-- EXERCISE GOAL --
Among the lines below, a stretch begins at the one with "box: [287, 90, 321, 119]" and ends at the one with "positive clicks: (257, 289)". Repeat that stretch exactly, ends included.

-- EXERCISE INPUT --
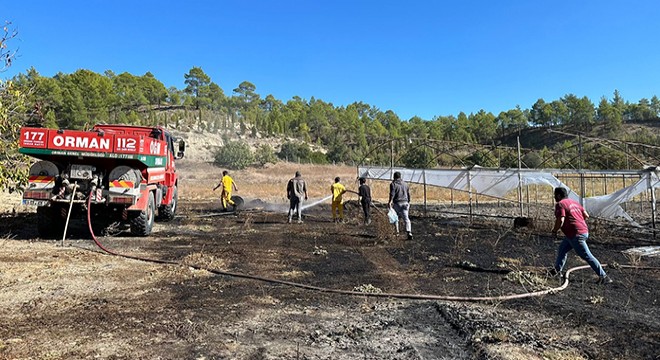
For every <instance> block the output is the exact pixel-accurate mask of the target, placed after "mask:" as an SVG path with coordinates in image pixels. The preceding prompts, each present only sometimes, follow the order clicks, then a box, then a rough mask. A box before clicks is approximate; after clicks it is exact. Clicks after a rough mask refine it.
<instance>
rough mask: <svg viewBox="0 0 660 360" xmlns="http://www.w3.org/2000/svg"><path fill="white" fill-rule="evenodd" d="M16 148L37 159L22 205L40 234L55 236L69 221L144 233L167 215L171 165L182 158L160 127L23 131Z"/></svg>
...
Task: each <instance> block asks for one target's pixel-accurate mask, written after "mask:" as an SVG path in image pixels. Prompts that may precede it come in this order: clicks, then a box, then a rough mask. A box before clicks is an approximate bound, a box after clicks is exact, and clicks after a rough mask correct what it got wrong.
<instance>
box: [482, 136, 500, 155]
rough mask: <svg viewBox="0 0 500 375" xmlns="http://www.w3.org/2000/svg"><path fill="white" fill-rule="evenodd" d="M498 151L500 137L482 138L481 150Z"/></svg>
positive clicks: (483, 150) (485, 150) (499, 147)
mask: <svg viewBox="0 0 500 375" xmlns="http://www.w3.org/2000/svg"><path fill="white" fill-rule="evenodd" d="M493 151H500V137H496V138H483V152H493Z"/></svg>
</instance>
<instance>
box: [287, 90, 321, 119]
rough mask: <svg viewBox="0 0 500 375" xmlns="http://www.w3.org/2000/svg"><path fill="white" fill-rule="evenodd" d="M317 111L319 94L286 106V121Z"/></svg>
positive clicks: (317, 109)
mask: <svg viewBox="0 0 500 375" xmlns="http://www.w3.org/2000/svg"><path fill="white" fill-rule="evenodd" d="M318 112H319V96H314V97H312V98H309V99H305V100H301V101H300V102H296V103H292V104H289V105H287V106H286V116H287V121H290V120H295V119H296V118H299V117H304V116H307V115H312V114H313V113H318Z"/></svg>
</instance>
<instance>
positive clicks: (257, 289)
--
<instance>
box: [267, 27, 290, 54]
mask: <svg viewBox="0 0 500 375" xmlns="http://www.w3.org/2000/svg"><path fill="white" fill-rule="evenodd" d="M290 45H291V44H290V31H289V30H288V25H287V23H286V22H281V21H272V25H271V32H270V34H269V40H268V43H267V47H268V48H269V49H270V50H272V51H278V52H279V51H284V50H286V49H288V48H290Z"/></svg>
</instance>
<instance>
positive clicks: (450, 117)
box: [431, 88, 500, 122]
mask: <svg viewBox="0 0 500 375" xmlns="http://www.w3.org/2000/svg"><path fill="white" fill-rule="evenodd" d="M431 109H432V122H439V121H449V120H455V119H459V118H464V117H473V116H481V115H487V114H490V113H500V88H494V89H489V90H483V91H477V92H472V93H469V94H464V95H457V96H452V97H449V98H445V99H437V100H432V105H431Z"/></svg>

-- SOLUTION FOR THIS PROBLEM --
box: [287, 90, 321, 119]
rough mask: <svg viewBox="0 0 500 375" xmlns="http://www.w3.org/2000/svg"><path fill="white" fill-rule="evenodd" d="M317 111L319 94L286 106V121Z"/></svg>
positive clicks: (317, 109)
mask: <svg viewBox="0 0 500 375" xmlns="http://www.w3.org/2000/svg"><path fill="white" fill-rule="evenodd" d="M318 112H319V96H314V97H312V98H309V99H305V100H301V101H300V102H296V103H292V104H289V105H287V106H286V116H287V121H290V120H295V119H296V118H299V117H304V116H307V115H312V114H313V113H318Z"/></svg>
</instance>
<instance>
positive clicks: (257, 289)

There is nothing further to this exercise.